Moeve (ex-Cepsa) acelera nos biocombustíveis e hidrogénio e vê “modelo de negócio muito lucrativo”

Pierre-Yves Sachet explica a confiança da ex-Cepsa na transformação do negócio petrolífero através de moléculas verdes, apesar dos recuos dos pares no hidrogénio verde.

A petrolífera espanhola Cepsa anunciou no final de outubro que passará a ter uma nova identidade: agora apresenta-se como Moeve. O objetivo é evidenciar as mudanças que estão a acontecer no negócio, que está gradualmente a deixar para trás o petróleo e a apostar em negócios mais verdes. No rescaldo do anúncio, Pierre-Yves Sachet, vice-presidente executivo com a pasta da Mobilidade e Novos Negócios, afirma em entrevista ao ECO/Capital Verde que, apesar da recente turbulência no mercado do hidrogénio verde, a empresa está confiante de que a procura crescente por moléculas verdes vai dar asas a um negócio que espera vir a ser “muito lucrativo”, e no qual não conta recuar. “Não há como voltar atrás”, diz.

Acreditamos no crescimento da procura por moléculas verdes, e que esta procura vai gerar um modelo de negócio muito lucrativo. Caso contrário, não estaríamos a investir tanto dinheiro” neste segmento, afirma Pierre-Yves Sachet.

A expectativa da empresa é que as energias baseadas em moléculas verdes — biocombustíveis, hidrogénio verde e derivados como o amoníaco ou o metanol —representem entre 40% a 50% dos lucros no final da década, e o carregamento ultrarrápido entre 5% a 10%. Isto significa que a maior parte das receitas da Moeve, em 2030, deverá ter origem em negócios de energia limpa, apesar de uma fatia muito relevante, possivelmente igualitária, tenha ainda origem nos combustíveis fósseis por essa altura.

“Vamos fazer crescer o nosso retorno, que virá gradualmente de fontes alternativas ao fóssil. Não vejo porque é que as atividades sustentáveis entregariam menos retorno do que os combustíveis fósseis”, defendeu ainda o mesmo responsável, confrontado com a hipótese de os retornos financeiros sofrerem com a transformação da empresa para novas áreas de negócio.

O investimento previsto no plano estratégico da Moeve, até 2030, é de até 8 mil milhões de euros, dos quais pelo menos 60% serão aplicados em negócios sustentáveis. A empresa está de momento a construir uma fábrica de biocombustíveis em Huelva, Espanha, um investimento de 1.200 milhões de euros, e que será o maior complexo de biocombustíveis do sul da Europa, garante o responsável.

Não vejo porque é que as atividades sustentáveis entregariam menos retorno do que os combustíveis fósseis.

Em paralelo, no que diz respeito aos gases renováveis, a empresa tem planeado o desenvolvimento de cerca de 30 fábricas de biometano e encontra-se de momento a desenvolver o Vale Andaluz de Hidrogénio Verde, um investimento de 3 mil milhões de euros com uma capacidade de eletrólise de 2 gigawatts (GW), o que significaria cerca de 300.000 toneladas de hidrogénio verde. Estes números tornam-no o maior projeto de hidrogénio verde apresentado na Europa até à data, aponta a empresa. A previsão é de que a produção comece a partir de 2026.

Excertos de dados de apontamento:
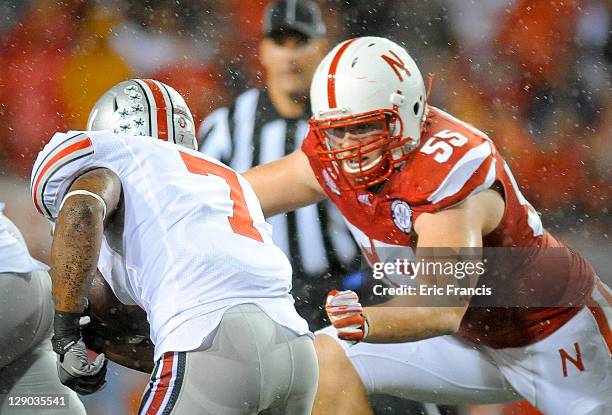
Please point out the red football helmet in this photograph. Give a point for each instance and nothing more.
(368, 102)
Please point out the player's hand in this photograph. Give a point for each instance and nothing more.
(346, 314)
(73, 366)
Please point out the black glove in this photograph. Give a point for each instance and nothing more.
(73, 366)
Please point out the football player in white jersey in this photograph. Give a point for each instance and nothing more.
(27, 363)
(183, 237)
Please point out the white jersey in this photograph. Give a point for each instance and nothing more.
(194, 239)
(14, 255)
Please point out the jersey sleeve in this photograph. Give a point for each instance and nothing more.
(442, 185)
(62, 160)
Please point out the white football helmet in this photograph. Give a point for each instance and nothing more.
(368, 104)
(144, 107)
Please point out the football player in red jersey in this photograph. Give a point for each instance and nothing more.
(408, 175)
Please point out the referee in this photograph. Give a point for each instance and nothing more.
(265, 124)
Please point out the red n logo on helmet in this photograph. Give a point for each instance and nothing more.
(395, 62)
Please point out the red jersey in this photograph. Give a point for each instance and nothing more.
(454, 161)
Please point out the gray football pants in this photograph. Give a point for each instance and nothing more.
(27, 361)
(248, 365)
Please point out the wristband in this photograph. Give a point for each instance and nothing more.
(66, 331)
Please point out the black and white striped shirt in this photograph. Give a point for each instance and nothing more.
(251, 132)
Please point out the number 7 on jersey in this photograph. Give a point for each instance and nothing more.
(240, 221)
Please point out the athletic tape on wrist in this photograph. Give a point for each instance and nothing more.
(86, 193)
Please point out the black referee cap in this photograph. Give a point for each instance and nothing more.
(302, 16)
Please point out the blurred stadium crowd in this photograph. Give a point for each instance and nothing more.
(534, 74)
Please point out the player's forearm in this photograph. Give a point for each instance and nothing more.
(75, 251)
(392, 324)
(282, 194)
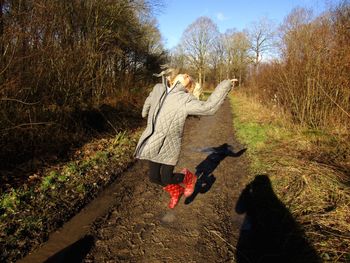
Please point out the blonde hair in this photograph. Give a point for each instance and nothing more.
(173, 78)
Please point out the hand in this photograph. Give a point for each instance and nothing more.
(233, 81)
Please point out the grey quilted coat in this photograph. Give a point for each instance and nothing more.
(167, 112)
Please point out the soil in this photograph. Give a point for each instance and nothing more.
(130, 221)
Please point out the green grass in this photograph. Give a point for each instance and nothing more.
(30, 212)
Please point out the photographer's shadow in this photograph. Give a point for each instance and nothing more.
(205, 169)
(269, 232)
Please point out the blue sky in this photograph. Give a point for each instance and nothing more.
(178, 14)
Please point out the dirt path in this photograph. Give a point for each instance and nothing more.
(142, 229)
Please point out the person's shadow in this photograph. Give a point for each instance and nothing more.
(205, 169)
(269, 232)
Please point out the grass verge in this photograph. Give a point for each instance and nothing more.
(309, 171)
(30, 212)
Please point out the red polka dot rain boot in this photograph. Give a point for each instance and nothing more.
(175, 192)
(189, 181)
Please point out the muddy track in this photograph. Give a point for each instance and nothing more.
(139, 227)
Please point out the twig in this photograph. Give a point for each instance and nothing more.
(28, 124)
(334, 101)
(116, 131)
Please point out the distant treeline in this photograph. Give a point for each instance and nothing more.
(60, 57)
(311, 80)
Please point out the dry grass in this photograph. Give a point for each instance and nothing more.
(315, 189)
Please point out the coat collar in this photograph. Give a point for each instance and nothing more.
(178, 87)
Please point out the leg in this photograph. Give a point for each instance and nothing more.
(154, 173)
(168, 177)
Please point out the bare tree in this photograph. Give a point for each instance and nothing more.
(198, 42)
(236, 46)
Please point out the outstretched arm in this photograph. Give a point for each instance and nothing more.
(209, 107)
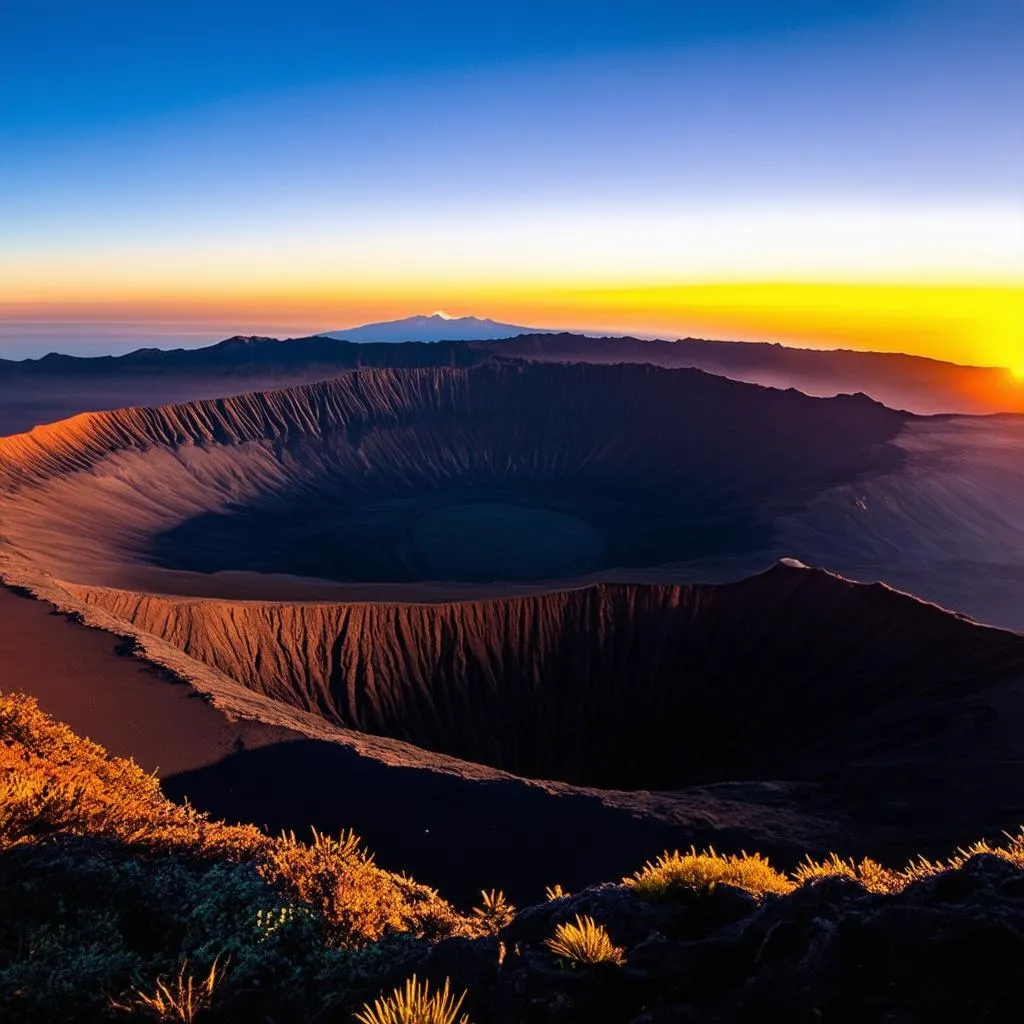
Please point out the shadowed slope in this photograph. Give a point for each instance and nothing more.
(781, 676)
(433, 474)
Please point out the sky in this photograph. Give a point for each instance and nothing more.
(819, 173)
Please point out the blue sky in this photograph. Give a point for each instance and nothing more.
(206, 148)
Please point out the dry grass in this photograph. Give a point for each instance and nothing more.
(415, 1005)
(583, 941)
(495, 912)
(701, 871)
(867, 872)
(53, 781)
(179, 1000)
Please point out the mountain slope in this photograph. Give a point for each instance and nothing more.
(437, 327)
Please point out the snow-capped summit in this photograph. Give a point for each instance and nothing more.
(437, 327)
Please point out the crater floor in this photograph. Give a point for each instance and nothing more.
(488, 571)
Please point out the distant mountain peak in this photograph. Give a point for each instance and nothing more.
(437, 326)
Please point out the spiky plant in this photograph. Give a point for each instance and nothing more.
(179, 1000)
(415, 1004)
(495, 912)
(868, 872)
(701, 871)
(584, 941)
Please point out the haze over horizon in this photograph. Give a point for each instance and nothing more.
(828, 175)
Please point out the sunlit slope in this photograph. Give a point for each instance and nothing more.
(622, 686)
(406, 476)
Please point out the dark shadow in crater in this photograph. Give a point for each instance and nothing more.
(473, 535)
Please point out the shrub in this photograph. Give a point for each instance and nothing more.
(701, 871)
(584, 942)
(415, 1005)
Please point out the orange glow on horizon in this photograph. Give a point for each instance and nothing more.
(975, 324)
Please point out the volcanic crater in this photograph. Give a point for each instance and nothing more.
(493, 563)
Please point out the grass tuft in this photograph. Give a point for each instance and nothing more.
(701, 871)
(415, 1005)
(583, 941)
(495, 913)
(179, 1000)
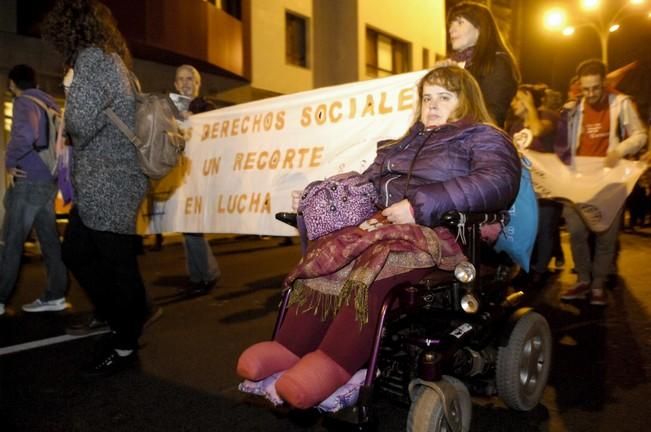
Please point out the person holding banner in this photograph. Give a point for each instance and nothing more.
(602, 124)
(201, 263)
(478, 46)
(533, 127)
(451, 158)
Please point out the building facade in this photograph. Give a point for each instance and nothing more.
(245, 49)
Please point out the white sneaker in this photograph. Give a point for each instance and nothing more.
(39, 305)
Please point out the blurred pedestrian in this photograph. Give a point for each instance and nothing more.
(201, 264)
(592, 128)
(29, 200)
(535, 126)
(100, 243)
(478, 46)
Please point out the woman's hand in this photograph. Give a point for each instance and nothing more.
(400, 212)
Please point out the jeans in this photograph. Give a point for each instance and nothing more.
(549, 215)
(31, 204)
(201, 263)
(592, 269)
(106, 266)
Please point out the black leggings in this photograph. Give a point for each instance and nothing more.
(106, 266)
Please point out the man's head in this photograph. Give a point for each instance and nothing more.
(187, 81)
(21, 77)
(592, 78)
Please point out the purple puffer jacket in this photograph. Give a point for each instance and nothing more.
(459, 166)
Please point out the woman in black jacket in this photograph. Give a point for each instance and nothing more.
(477, 45)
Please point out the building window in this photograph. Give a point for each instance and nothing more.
(296, 38)
(231, 7)
(385, 55)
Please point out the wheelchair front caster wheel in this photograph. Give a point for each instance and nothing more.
(427, 412)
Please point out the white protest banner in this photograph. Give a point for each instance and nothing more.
(245, 163)
(596, 191)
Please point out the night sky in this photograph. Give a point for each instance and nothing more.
(552, 58)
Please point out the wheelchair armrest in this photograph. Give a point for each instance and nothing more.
(453, 218)
(289, 218)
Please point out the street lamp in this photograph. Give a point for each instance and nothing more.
(603, 26)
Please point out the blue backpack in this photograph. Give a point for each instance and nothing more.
(519, 235)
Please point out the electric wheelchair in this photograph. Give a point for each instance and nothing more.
(450, 335)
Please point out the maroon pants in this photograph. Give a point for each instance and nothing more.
(341, 337)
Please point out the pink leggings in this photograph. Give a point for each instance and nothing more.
(341, 337)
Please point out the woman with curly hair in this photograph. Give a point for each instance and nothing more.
(99, 244)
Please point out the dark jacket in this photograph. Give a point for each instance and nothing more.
(459, 166)
(498, 87)
(29, 131)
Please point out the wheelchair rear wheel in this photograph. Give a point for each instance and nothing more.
(427, 413)
(523, 364)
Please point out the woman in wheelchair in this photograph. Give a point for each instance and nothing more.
(451, 158)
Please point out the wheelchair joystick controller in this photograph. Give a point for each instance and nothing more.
(429, 366)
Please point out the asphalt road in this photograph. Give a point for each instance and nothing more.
(186, 382)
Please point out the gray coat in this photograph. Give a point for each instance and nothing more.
(109, 185)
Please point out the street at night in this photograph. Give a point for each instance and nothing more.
(186, 381)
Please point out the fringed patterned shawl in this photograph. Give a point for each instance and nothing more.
(340, 267)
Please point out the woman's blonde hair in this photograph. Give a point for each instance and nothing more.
(459, 81)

• **Enunciado**:
Retoma o texto sobre a Moeve e continua-o a partir da última frase.

• **Resposta**:
A percentagem de EBITDA sustentável vai crescer dramaticamente” a partir do momento em que a produção em Huelva tiver início, prevê.

Confrontado com os riscos de que o hidrogénio não amadureça de forma a sustentar o negócio e a entregar margens atrativas, o responsável da Moeve é perentório: “apontem-me algo que não seja incerto ao dia de hoje”. E acrescenta: “Não é por, enquanto falamos, haver uma súbita dúvida temporária no hidrogénio que nos vamos desviar da nossa estratégia. Senão, não é uma estratégia, é uma tática”, balança.

A BP abrandou recentemente as apostas de baixo carbono, travando 18 projetos potenciais de hidrogénio verde. A Shell também diminuiu a ambição dos projetos que possui neste último segmento. Em Portugal, a Fusion Fuel, uma das promessas desta nova energia, falhou um financiamento e declarou insolvência este novembro. Os exemplos de travagem vão-se multiplicando e lançam questões sobre o futuro desta tecnologia.

Não é por, enquanto falamos, haver uma súbita dúvida temporária no hidrogénio que nos vamos desviar da nossa estratégia.

“Se o hidrogénio é uma solução única para todos os problemas? Provavelmente não. Mas isso não significa que não há negócio para o hidrogénio. Há muito”, indica Sachet. E sustenta: “É extremamente difícil, senão impossível, descarbonizar uma série de outras atividades ou indústrias com eletrões”, como a indústria do cimento, fertilizantes ou aço. Estas indústrias não terão outra saída para a respetiva descarbonização, “a não ser que o enquadramento legal mude. Mas da forma que as alterações climáticas estão a evoluir, duvido muito”, conclui.

“Nós temos uma visão muito clara daquilo que será a procura por moléculas verdes, e acreditamos que em 2050 haverá um espaço muito grande ocupado por essa procura. Queremos ser os primeiros a responder a esta procura”, explica. O mesmo indica que as moléculas verdes poderão ter um peso no mix energético europeu de entre 7% e 10% até 2030, em função das políticas aplicadas para incentivar a sua utilização e colocar limites aos combustíveis fósseis. As perspetivas sobem para 15% a 30%, num cenário otimista, concede.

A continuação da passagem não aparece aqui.